--- Supplied material ---
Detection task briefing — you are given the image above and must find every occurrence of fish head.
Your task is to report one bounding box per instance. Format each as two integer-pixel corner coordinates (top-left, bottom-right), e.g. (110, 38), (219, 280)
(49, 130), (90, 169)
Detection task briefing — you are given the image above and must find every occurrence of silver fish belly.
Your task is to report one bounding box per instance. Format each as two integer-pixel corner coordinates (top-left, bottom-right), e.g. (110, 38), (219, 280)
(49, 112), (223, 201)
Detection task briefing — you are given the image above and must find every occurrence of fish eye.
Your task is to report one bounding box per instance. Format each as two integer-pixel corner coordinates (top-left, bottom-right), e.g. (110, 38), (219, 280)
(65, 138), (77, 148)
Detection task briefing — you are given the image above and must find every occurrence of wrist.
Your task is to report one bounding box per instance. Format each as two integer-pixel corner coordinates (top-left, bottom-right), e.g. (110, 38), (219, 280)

==

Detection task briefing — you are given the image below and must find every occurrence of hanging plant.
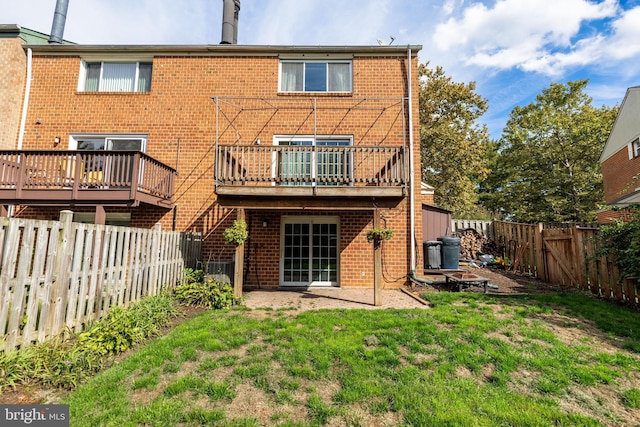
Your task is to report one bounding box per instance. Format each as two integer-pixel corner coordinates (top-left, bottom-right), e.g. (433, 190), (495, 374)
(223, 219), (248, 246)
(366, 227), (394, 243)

--- Task item ---
In the data above, how many lines contain the word "occurrence"? Write the number only.

--- Task answer ---
5